Introduction

Allelic variants in the human genome are likely to affect the occurrence of osteoporosis and other bone diseases. Several groups have found genes of which variants are involved in osteoporosis. Polymorphisms of genes encoding the vitamin D receptor (Fontova Garrofe et al. 2000; Ho et al. 1999; Papiha et al. 1999; Sosa Henriquez et al. 1998), the estrogen receptor (Chen et al. 2001a; Sano et al. 1995), collagen type I alpha (Peris et al. 2000; Thiry-Blaise et al. 1995), osteocalcin (Chen et al. 2001b), transforming growth factor-beta (Yamada et al. 1998, 2001), interleukin-1 receptor antagonist, insulin-like growth factor-I, calcitonin receptor (Masi et al. 1998), calcitonin (Masi et al. 1998; Miyao et al. 2000; Taboulet et al. 1998; Tsukamoto and Emi 1998), and interleukin-6 (IL6; Ota et al. 2001; Shinohara et al. 2001) have all been implicated as genetic markers for bone mineral density (BMD).

Osteoporosis is a common human disease that is considered to result from the interplay of multiple genetic and environmental factors. Twin and family studies have yielded strong correlations between bone mass and genetic factors. Osteoporosis is characterized by low bone mass and micro-architectural deterioration of bone tissue, with a consequent increase in fragility and susceptibility to fracture. The most important predictor of fracture is the BMD, which is influenced by genetic factors and lifestyle. Understanding the genetic factors involved osteoporosis should assist in the diagnosis, prevention, and therapy of osteoporosis.

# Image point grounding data

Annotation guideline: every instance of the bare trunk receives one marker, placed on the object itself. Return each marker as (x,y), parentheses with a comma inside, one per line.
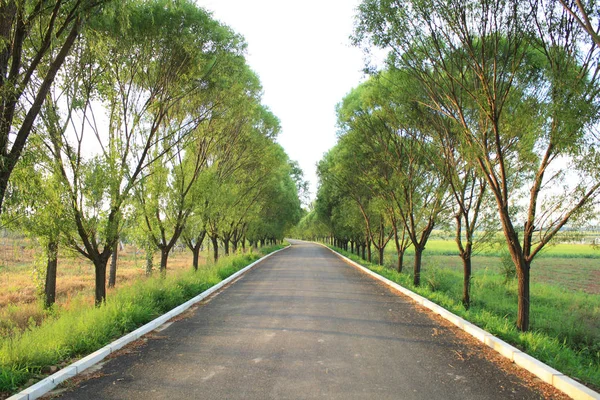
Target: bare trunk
(112,276)
(524,297)
(164,257)
(466,280)
(417,266)
(195,257)
(215,244)
(100,265)
(226,246)
(50,286)
(149,262)
(400,261)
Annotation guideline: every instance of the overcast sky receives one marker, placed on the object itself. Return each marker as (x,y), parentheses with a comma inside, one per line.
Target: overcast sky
(303,56)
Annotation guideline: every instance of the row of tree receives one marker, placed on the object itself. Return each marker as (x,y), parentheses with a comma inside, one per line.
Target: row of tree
(151,131)
(484,119)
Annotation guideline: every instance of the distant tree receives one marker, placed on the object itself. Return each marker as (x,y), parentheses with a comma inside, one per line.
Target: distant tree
(36,37)
(515,81)
(175,47)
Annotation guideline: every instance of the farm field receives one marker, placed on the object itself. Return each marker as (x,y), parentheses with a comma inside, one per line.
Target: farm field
(565,300)
(570,266)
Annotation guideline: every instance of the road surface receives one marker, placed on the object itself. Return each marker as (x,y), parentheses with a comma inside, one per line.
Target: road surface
(304,325)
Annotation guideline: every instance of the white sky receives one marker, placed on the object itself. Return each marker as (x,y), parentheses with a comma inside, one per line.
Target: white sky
(302,53)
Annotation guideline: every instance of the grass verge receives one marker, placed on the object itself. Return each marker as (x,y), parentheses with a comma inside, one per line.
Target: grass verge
(81,330)
(565,325)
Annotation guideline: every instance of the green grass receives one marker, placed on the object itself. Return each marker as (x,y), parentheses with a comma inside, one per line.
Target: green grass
(560,250)
(83,329)
(565,324)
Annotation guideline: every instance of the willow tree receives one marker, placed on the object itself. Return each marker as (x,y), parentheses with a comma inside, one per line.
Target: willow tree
(35,39)
(399,158)
(175,46)
(515,81)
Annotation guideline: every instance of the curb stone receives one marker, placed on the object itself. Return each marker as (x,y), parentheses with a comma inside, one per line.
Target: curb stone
(543,371)
(47,384)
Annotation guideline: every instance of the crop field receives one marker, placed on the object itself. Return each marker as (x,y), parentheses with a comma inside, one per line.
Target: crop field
(565,299)
(573,266)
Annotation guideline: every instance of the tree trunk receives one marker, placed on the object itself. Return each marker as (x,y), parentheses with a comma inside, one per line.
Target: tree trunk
(399,250)
(100,284)
(112,276)
(215,244)
(524,297)
(50,286)
(466,280)
(417,266)
(164,257)
(400,261)
(195,256)
(149,262)
(226,246)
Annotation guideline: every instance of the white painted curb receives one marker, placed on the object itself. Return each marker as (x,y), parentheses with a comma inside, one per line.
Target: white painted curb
(546,373)
(47,384)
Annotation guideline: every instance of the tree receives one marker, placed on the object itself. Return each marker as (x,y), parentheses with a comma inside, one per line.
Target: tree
(513,79)
(33,204)
(175,47)
(399,158)
(36,37)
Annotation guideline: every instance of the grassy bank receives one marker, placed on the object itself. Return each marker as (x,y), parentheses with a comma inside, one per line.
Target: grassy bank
(565,324)
(82,329)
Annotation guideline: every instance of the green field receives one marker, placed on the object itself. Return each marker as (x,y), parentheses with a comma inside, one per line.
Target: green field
(565,300)
(569,266)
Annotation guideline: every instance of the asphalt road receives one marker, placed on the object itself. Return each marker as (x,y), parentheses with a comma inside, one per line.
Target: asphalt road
(303,325)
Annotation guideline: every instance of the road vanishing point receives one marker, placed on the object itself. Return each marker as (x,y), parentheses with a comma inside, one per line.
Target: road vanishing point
(304,324)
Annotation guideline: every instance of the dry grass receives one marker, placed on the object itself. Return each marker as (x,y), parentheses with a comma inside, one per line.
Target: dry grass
(20,284)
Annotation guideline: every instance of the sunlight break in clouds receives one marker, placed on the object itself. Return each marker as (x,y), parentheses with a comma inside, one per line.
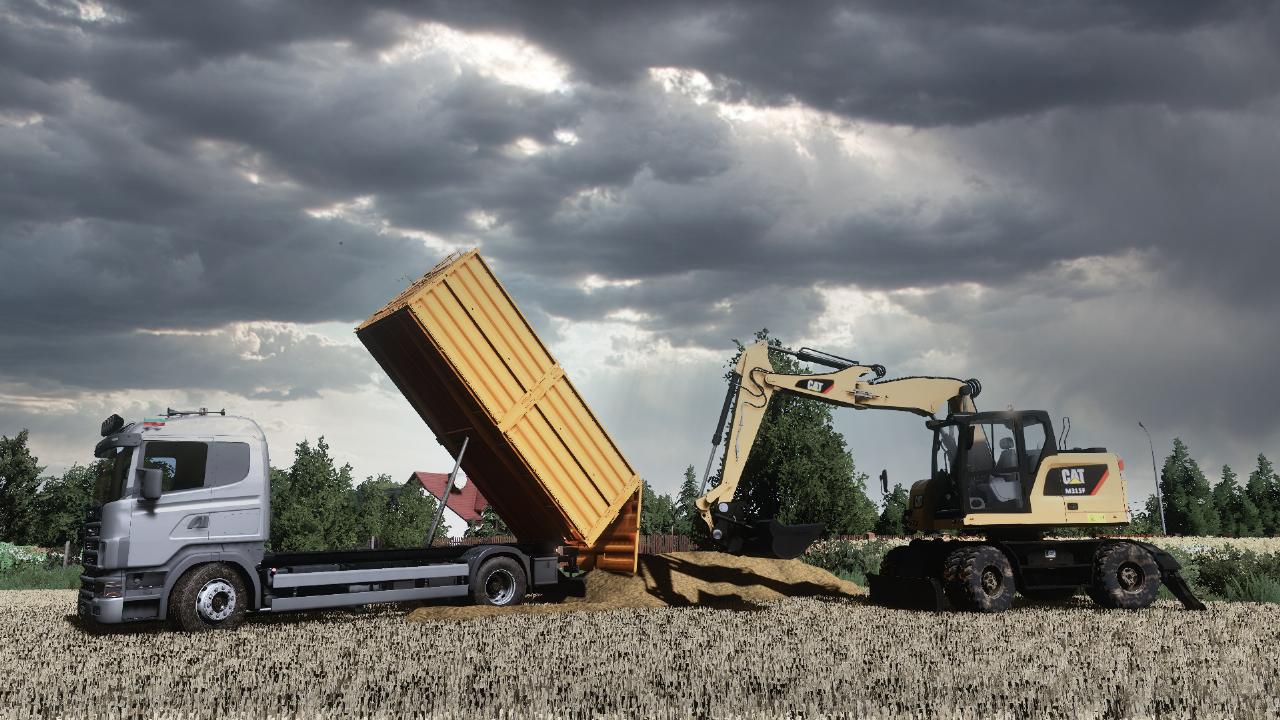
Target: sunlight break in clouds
(503,58)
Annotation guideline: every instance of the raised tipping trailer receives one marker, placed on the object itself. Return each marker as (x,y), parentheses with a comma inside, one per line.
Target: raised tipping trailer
(179,522)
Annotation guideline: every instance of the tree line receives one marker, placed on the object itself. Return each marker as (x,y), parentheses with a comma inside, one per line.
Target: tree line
(1194,507)
(315,505)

# EXERCISE DETAILS
Transcribe the introduction on osteoporosis genetics in full, word for word. The listing has nothing to do with the text.

# THE ANSWER
Introduction

Allelic variants in the human genome are likely to affect the occurrence of osteoporosis and other bone diseases. Several groups have found genes of which variants are involved in osteoporosis. Polymorphisms of genes encoding the vitamin D receptor (Fontova Garrofe et al. 2000; Ho et al. 1999; Papiha et al. 1999; Sosa Henriquez et al. 1998), the estrogen receptor (Chen et al. 2001a; Sano et al. 1995), collagen type I alpha (Peris et al. 2000; Thiry-Blaise et al. 1995), osteocalcin (Chen et al. 2001b), transforming growth factor-beta (Yamada et al. 1998, 2001), interleukin-1 receptor antagonist, insulin-like growth factor-I, calcitonin receptor (Masi et al. 1998), calcitonin (Masi et al. 1998; Miyao et al. 2000; Taboulet et al. 1998; Tsukamoto and Emi 1998), and interleukin-6 (IL6; Ota et al. 2001; Shinohara et al. 2001) have all been implicated as genetic markers for bone mineral density (BMD).

Osteoporosis is a common human disease that is considered to result from the interplay of multiple genetic and environmental factors. Twin and family studies have yielded strong correlations between bone mass and genetic factors. Osteoporosis is characterized by low bone mass and micro-architectural deterioration of bone tissue, with a consequent increase in fragility and susceptibility to fracture. The most important predictor of fracture is the BMD, which is influenced by genetic factors and lifestyle. Understanding the genetic factors involved osteoporosis should assist in the diagnosis, prevention, and therapy of osteoporosis.